_TASK OBJECTIVE_
Please write out every one of the entries below word for word, keeping each line in its original order.

_RECORDS PROVIDED_
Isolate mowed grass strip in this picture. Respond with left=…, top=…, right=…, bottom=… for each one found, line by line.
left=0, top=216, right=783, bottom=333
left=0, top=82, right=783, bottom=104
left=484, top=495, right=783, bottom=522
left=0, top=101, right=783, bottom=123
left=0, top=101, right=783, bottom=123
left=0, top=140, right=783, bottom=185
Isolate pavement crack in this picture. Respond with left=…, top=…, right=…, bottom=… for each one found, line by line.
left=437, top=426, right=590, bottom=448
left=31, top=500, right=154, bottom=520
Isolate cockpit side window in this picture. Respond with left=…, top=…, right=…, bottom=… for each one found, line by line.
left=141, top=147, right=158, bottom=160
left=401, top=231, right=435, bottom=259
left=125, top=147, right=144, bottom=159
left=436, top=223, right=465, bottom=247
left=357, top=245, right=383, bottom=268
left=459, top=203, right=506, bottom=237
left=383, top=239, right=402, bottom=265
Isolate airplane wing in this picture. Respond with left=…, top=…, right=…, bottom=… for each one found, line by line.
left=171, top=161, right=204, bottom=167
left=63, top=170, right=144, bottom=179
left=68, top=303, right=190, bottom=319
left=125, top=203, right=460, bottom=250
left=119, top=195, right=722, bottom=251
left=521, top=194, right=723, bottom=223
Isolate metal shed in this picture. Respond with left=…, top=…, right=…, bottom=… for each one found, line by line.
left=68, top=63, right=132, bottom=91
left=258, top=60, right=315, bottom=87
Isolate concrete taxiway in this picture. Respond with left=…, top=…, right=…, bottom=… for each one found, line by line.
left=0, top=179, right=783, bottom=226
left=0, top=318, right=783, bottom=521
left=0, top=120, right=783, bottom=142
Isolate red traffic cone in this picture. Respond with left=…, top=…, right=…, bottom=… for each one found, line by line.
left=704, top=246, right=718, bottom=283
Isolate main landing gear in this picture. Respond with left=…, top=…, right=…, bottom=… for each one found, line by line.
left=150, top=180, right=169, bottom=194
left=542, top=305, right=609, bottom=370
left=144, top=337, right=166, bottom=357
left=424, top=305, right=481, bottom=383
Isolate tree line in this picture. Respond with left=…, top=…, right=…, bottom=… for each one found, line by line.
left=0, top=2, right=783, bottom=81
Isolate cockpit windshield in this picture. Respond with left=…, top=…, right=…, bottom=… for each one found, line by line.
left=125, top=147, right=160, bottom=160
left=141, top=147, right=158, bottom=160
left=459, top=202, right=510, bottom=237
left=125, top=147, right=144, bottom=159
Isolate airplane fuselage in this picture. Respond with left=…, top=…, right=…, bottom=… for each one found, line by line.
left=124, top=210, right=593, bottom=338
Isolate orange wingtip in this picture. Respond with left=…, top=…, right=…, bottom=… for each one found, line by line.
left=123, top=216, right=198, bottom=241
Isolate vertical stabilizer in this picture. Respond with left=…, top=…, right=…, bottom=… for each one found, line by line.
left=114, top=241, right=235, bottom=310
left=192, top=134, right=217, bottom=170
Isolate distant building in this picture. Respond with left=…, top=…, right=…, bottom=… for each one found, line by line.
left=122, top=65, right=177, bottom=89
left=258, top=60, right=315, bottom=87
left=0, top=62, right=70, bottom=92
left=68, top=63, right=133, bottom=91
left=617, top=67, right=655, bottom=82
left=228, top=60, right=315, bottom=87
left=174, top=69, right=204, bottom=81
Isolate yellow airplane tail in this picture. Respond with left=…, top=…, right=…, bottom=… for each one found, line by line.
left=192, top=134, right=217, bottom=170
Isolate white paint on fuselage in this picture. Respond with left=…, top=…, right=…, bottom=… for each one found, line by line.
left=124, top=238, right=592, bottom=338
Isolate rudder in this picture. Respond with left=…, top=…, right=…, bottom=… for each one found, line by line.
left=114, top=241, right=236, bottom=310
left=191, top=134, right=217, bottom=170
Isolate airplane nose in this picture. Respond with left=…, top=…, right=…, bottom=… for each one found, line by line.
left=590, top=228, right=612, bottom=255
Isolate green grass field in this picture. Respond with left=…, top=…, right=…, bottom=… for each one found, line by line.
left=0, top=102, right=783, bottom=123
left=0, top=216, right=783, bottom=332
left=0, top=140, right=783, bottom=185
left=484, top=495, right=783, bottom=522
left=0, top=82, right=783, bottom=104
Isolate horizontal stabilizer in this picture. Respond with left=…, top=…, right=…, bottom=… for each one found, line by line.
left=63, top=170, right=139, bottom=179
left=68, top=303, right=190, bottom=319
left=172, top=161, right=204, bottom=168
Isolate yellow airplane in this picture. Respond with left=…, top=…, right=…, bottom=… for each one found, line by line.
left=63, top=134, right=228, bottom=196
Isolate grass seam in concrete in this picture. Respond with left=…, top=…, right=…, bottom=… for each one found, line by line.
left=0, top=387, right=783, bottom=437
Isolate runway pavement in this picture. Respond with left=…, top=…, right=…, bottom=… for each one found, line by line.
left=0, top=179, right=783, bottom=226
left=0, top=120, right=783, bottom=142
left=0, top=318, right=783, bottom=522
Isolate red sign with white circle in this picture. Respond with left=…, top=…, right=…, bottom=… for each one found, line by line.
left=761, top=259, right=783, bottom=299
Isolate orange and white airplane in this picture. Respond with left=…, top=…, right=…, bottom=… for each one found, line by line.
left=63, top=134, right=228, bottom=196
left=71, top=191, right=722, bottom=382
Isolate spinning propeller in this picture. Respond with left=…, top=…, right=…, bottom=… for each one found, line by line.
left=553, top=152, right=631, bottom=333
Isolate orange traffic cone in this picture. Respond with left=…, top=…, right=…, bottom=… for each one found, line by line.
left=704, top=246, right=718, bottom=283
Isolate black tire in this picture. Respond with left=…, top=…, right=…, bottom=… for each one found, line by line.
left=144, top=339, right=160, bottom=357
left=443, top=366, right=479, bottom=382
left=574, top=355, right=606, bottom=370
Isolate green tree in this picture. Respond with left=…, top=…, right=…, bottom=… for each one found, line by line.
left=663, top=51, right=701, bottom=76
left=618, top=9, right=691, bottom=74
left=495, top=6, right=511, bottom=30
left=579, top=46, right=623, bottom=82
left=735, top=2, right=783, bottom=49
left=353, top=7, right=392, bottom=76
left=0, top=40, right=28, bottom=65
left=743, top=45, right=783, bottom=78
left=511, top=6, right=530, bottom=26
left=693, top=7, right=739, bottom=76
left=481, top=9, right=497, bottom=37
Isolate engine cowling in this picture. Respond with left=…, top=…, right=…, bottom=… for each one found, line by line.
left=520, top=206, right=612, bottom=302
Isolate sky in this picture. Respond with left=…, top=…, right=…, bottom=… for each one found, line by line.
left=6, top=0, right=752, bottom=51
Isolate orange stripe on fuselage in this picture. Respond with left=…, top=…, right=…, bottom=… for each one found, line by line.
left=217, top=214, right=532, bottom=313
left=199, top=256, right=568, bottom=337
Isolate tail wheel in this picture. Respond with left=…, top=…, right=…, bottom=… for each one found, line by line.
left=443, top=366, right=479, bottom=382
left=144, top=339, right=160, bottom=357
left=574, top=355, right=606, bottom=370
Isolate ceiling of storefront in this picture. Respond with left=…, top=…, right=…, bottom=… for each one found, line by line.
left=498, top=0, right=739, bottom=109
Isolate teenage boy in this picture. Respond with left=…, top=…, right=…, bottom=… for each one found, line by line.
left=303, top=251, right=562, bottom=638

_SOLUTION BELOW_
Isolate mowed grass strip in this picture. Respond with left=…, top=…, right=…, bottom=… for each one found, line by line.
left=0, top=216, right=783, bottom=333
left=0, top=82, right=783, bottom=104
left=484, top=495, right=783, bottom=522
left=0, top=101, right=783, bottom=123
left=0, top=101, right=783, bottom=123
left=0, top=140, right=783, bottom=185
Isolate pavement crack in this picture. Respond with left=…, top=…, right=…, bottom=… for each one found, line by line.
left=437, top=426, right=590, bottom=448
left=31, top=500, right=154, bottom=520
Isolate cockpit side window in this picture. Respond with left=…, top=…, right=…, bottom=… for each one found, line by line.
left=141, top=147, right=158, bottom=160
left=401, top=231, right=435, bottom=259
left=125, top=147, right=144, bottom=159
left=436, top=223, right=465, bottom=247
left=357, top=245, right=383, bottom=268
left=459, top=203, right=506, bottom=237
left=383, top=239, right=402, bottom=265
Isolate airplane wing in this picture. Respond with left=…, top=…, right=…, bottom=… for each one found, line by line.
left=171, top=161, right=204, bottom=167
left=63, top=170, right=144, bottom=179
left=68, top=303, right=190, bottom=319
left=125, top=203, right=460, bottom=250
left=119, top=195, right=722, bottom=251
left=521, top=194, right=723, bottom=223
Isolate metal shed in this picture. Respond with left=…, top=…, right=…, bottom=… for each one found, line by line.
left=68, top=63, right=132, bottom=91
left=258, top=60, right=315, bottom=87
Isolate concrete taxiway in this picture. Respond with left=…, top=…, right=…, bottom=… for each one found, line by line.
left=0, top=179, right=783, bottom=226
left=0, top=318, right=783, bottom=521
left=0, top=120, right=783, bottom=142
Isolate red traffic cone in this picture. Respond with left=…, top=…, right=…, bottom=… for each one found, line by line.
left=704, top=246, right=718, bottom=283
Isolate main landing gear in this picture. Respond with left=…, top=…, right=…, bottom=… for each one found, line by line.
left=150, top=180, right=169, bottom=194
left=542, top=305, right=609, bottom=370
left=144, top=337, right=166, bottom=357
left=424, top=305, right=481, bottom=383
Isolate tree line in this picture. Respond with left=…, top=…, right=…, bottom=… for each one found, line by line.
left=0, top=2, right=783, bottom=81
Isolate cockpit windshield in this picture. Respond with left=…, top=…, right=…, bottom=… for each one found, line by line.
left=125, top=147, right=160, bottom=160
left=141, top=147, right=158, bottom=160
left=459, top=202, right=510, bottom=237
left=125, top=147, right=144, bottom=159
Isolate airplane fuselage in this picture. Respond with left=…, top=…, right=…, bottom=… for each one found, line by line.
left=124, top=210, right=593, bottom=338
Isolate orange wingtip in this picture. Respond with left=…, top=…, right=…, bottom=… for each one found, line by line.
left=123, top=216, right=198, bottom=241
Isolate vertical stabilizer in this picture. Respond with left=…, top=…, right=…, bottom=… for each one found, line by line.
left=114, top=241, right=235, bottom=310
left=192, top=134, right=217, bottom=170
Isolate distant building in this picture. Respond with left=…, top=…, right=…, bottom=… for each one found, line by line.
left=122, top=65, right=177, bottom=89
left=258, top=60, right=315, bottom=87
left=0, top=62, right=70, bottom=92
left=68, top=63, right=133, bottom=91
left=617, top=67, right=655, bottom=82
left=228, top=60, right=315, bottom=87
left=174, top=69, right=204, bottom=81
Isolate yellow airplane tail in this picture. Respond with left=…, top=…, right=…, bottom=… for each one found, line by line.
left=192, top=134, right=217, bottom=170
Isolate white paint on fuselage in this picture. Respond with left=…, top=…, right=…, bottom=… for each one found, line by line.
left=124, top=238, right=592, bottom=338
Isolate rudder in this picture. Respond with left=…, top=…, right=…, bottom=… for each one found, line by line.
left=114, top=241, right=236, bottom=310
left=191, top=134, right=217, bottom=170
Isolate airplane nose in this picture. Respond with left=…, top=…, right=…, bottom=… for each one found, line by line.
left=590, top=228, right=612, bottom=255
Isolate green grass field in this picture. Respond with left=…, top=…, right=…, bottom=… for each one found, line by line.
left=0, top=102, right=783, bottom=123
left=0, top=216, right=783, bottom=332
left=0, top=140, right=783, bottom=185
left=484, top=495, right=783, bottom=522
left=0, top=82, right=783, bottom=104
Isolate horizontal stabilizer in this picture. Respond with left=…, top=…, right=…, bottom=… for each one found, line by line.
left=63, top=170, right=139, bottom=179
left=68, top=303, right=190, bottom=319
left=172, top=161, right=204, bottom=168
Isolate yellow airplane in this picture. Respond with left=…, top=…, right=…, bottom=… for each one found, line by line.
left=63, top=134, right=228, bottom=196
Isolate grass seam in concrete in this picture. Respond with left=…, top=…, right=…, bottom=… for each one found, line by line.
left=0, top=387, right=783, bottom=437
Isolate runway pavement in this picture. Respond with left=…, top=…, right=…, bottom=… for each one found, line by line.
left=0, top=179, right=783, bottom=226
left=0, top=120, right=783, bottom=142
left=0, top=318, right=783, bottom=522
Isolate red sign with white circle in this picture. Respond with left=…, top=…, right=…, bottom=… for each one found, line by line.
left=761, top=259, right=783, bottom=299
Isolate orange and white airplane in this picture. Respond with left=…, top=…, right=…, bottom=… for each one found, line by line.
left=63, top=134, right=228, bottom=196
left=71, top=191, right=722, bottom=382
Isolate spinning propeller in this picture. Respond with left=…, top=…, right=…, bottom=… for each one found, line by line.
left=553, top=152, right=631, bottom=333
Isolate orange traffic cone in this picture. Respond with left=…, top=…, right=…, bottom=… for each one found, line by line.
left=704, top=246, right=718, bottom=283
Isolate black tire in this picture. Respond with left=…, top=…, right=…, bottom=… for each one found, line by line.
left=144, top=339, right=160, bottom=357
left=443, top=366, right=479, bottom=382
left=574, top=355, right=606, bottom=370
Isolate green tree in this picture. Respond with left=…, top=…, right=…, bottom=… for each one found, line by line.
left=663, top=51, right=701, bottom=76
left=618, top=9, right=691, bottom=74
left=495, top=6, right=511, bottom=30
left=579, top=46, right=623, bottom=82
left=735, top=2, right=783, bottom=49
left=353, top=7, right=392, bottom=76
left=0, top=40, right=28, bottom=65
left=743, top=45, right=783, bottom=78
left=511, top=6, right=530, bottom=26
left=693, top=7, right=739, bottom=76
left=481, top=9, right=497, bottom=37
Isolate engine cowling in this picture. Respond with left=…, top=…, right=…, bottom=… for each one found, line by line.
left=520, top=206, right=612, bottom=302
Isolate sky in this picture. Respond with left=…, top=…, right=…, bottom=… for each one found, line by line.
left=6, top=0, right=752, bottom=51
Isolate orange stripe on fuselage in this picture. Respond with left=…, top=…, right=…, bottom=… for each one found, line by line.
left=217, top=214, right=532, bottom=313
left=199, top=256, right=568, bottom=337
Isolate tail wheel in this picture. Respond with left=…, top=…, right=…, bottom=… for each one found, line by line.
left=443, top=366, right=479, bottom=382
left=144, top=339, right=160, bottom=357
left=574, top=355, right=606, bottom=370
Isolate ceiling of storefront in this picture. Respond with left=…, top=…, right=…, bottom=… for each one found, line by line.
left=498, top=0, right=739, bottom=109
Isolate teenage boy in this picture. Respond with left=…, top=…, right=…, bottom=… for each one found, line by line.
left=303, top=251, right=562, bottom=638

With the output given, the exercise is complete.